--- start Passage ---

Most troubling is that a capital gains rate cut could be counterproductive, as revenue losses from the tax cut could exert upward pressure on long-term interest rates. A capital gains rate reduction would likely accelerate the collection of tax revenues in the next couple of years, as investors sell more assets to take advantage of the lower capital gains tax rates. These short-term revenue gains, however, would give way to revenue losses in subsequent years — even if the rate cut were only temporary. Lower revenues later in the decade would add to the long-term fiscal burden created by the recently enacted tax cut.

Federal Reserve Chairman Alan Greenspan acknowledged during a Senate hearing this summer that the long-term cost of the tax cut has placed upward pressure on long-term interest rates. This is preventing the Fed's rate-reduction policy from being as successful as it otherwise would be in stimulating the economy. Further long-term revenue losses, such as those associated with a capital gains tax cut, would only exacerbate the problems with long-term interest rates. Higher long-term interest rates could discourage economic activity today, weakening efforts to encourage business investment and bolster consumer confidence.

In general, a temporary cut in the capital gains tax rate could be even more problematic than a permanent reduction. A temporary reduction would induce more investors to hurry and sell their stocks now while the lower tax rate applies. The resultant sell-off could cause a larger decline in stock prices and thereby damage consumer confidence. Given the fragile nature of consumer confidence and its importance to the economy, endangering that confidence by providing an incentive to sell stocks in the months ahead hardly seems beneficial.

It makes little sense for the government to pursue policies that encourage investors to sell stocks at a time when the economic outlook is clouded and the markets are weak. There already is concern that funds will flow out of the stock market into safer investments, such as Treasury bonds, money market funds, and even gold, in the aftermath of the recent attacks.

Greenspan Agrees Tax Cut Puts Upward Pressure
on Long-Term Interest Rates

Following is an exchange between Federal Reserve Chairman Alan Greenspan and Senator Charles Schumer at a hearing held by the Senate Banking, Housing, and Urban Affairs Committee on July 24, 2001.

Senator Schumer: One other thing you mentioned that one of the reasons — I think this was to Senator Reed — that you thought that [long-term] rates hadn't come down enough was that the rate of decline of Treasury debt had been not as great as we thought. Is that due to the economy, the slowing of the economy? Is that due to the tax cut?

--- end Passage ---

## Request 1
According to the passage on capital gains tax cuts, on what date did the Senate Banking, Housing, and Urban Affairs Committee hold the hearing with Alan Greenspan and Senator Charles Schumer?
## Request 2
Format every row in Block 1 below as a Markdown table with two columns, n for the row number and Line for the row itself. Skip any blank lines and leave the picture rows out of the table.

--- start Records for this exercise ---

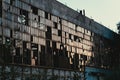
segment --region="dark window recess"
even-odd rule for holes
[[[47,26],[46,39],[51,39],[51,38],[52,38],[51,28]]]
[[[30,40],[33,41],[33,36],[32,35],[30,36]]]
[[[45,46],[41,45],[41,53],[40,53],[40,65],[45,66]]]
[[[62,20],[61,20],[61,18],[60,18],[60,17],[59,17],[59,23],[60,23],[60,24],[62,24]]]
[[[4,61],[5,63],[11,63],[12,62],[12,54],[10,53],[10,47],[3,47],[3,53],[4,53]]]
[[[23,49],[23,63],[24,64],[31,64],[31,54],[29,49]]]
[[[19,22],[28,25],[28,11],[23,9],[20,10]]]
[[[10,0],[10,5],[12,5],[14,1],[15,1],[15,0]]]
[[[58,36],[62,36],[62,31],[58,30]]]
[[[80,57],[81,57],[84,61],[87,60],[87,56],[86,56],[86,55],[81,54]]]
[[[77,27],[78,27],[78,25],[75,25],[75,31],[77,32]]]
[[[72,39],[72,35],[71,34],[69,34],[69,39]]]
[[[45,18],[48,19],[48,13],[47,12],[45,12]]]
[[[50,48],[50,41],[49,40],[46,40],[46,50],[47,50],[47,54],[48,53],[52,53],[52,48]]]
[[[38,15],[38,8],[32,6],[31,9],[33,14]]]
[[[38,16],[38,22],[40,22],[40,16]]]
[[[58,24],[56,22],[53,22],[54,24],[54,28],[57,29],[58,28]]]
[[[35,59],[35,65],[38,65],[38,44],[32,44],[33,59]]]
[[[56,49],[56,42],[55,41],[52,42],[52,48],[53,48],[53,50]]]
[[[78,69],[78,65],[79,65],[79,55],[77,53],[74,54],[74,69]]]
[[[77,41],[78,37],[74,35],[74,41]]]
[[[13,37],[13,31],[10,30],[10,37],[12,38]]]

--- end Records for this exercise ---

## Correct answer 1
July 24, 2001

## Correct answer 2
| n | Line |
|---|---|
| 1 | segment --region="dark window recess" |
| 2 | even-odd rule for holes |
| 3 | [[[47,26],[46,39],[51,39],[51,38],[52,38],[51,28]]] |
| 4 | [[[30,40],[33,41],[33,36],[32,35],[30,36]]] |
| 5 | [[[45,46],[41,45],[41,53],[40,53],[40,65],[45,66]]] |
| 6 | [[[62,20],[61,20],[61,18],[60,18],[60,17],[59,17],[59,23],[60,23],[60,24],[62,24]]] |
| 7 | [[[4,61],[5,63],[11,63],[12,62],[12,54],[10,53],[10,47],[3,47],[3,53],[4,53]]] |
| 8 | [[[23,49],[23,63],[24,64],[31,64],[31,54],[29,49]]] |
| 9 | [[[19,22],[28,25],[28,11],[23,9],[20,10]]] |
| 10 | [[[10,0],[10,5],[12,5],[14,1],[15,1],[15,0]]] |
| 11 | [[[58,36],[62,36],[62,31],[58,30]]] |
| 12 | [[[80,57],[81,57],[84,61],[87,60],[87,56],[86,56],[86,55],[81,54]]] |
| 13 | [[[77,27],[78,27],[78,25],[75,25],[75,31],[77,32]]] |
| 14 | [[[72,39],[72,35],[71,34],[69,34],[69,39]]] |
| 15 | [[[45,18],[48,19],[48,13],[47,12],[45,12]]] |
| 16 | [[[50,48],[50,41],[49,40],[46,40],[46,50],[47,50],[47,54],[48,53],[52,53],[52,48]]] |
| 17 | [[[38,15],[38,8],[32,6],[31,9],[33,14]]] |
| 18 | [[[38,16],[38,22],[40,22],[40,16]]] |
| 19 | [[[58,24],[56,22],[53,22],[54,24],[54,28],[57,29],[58,28]]] |
| 20 | [[[35,59],[35,65],[38,65],[38,44],[32,44],[33,59]]] |
| 21 | [[[56,49],[56,42],[55,41],[52,42],[52,48],[53,48],[53,50]]] |
| 22 | [[[78,69],[78,65],[79,65],[79,55],[77,53],[74,54],[74,69]]] |
| 23 | [[[77,41],[78,37],[74,35],[74,41]]] |
| 24 | [[[13,37],[13,31],[10,30],[10,37],[12,38]]] |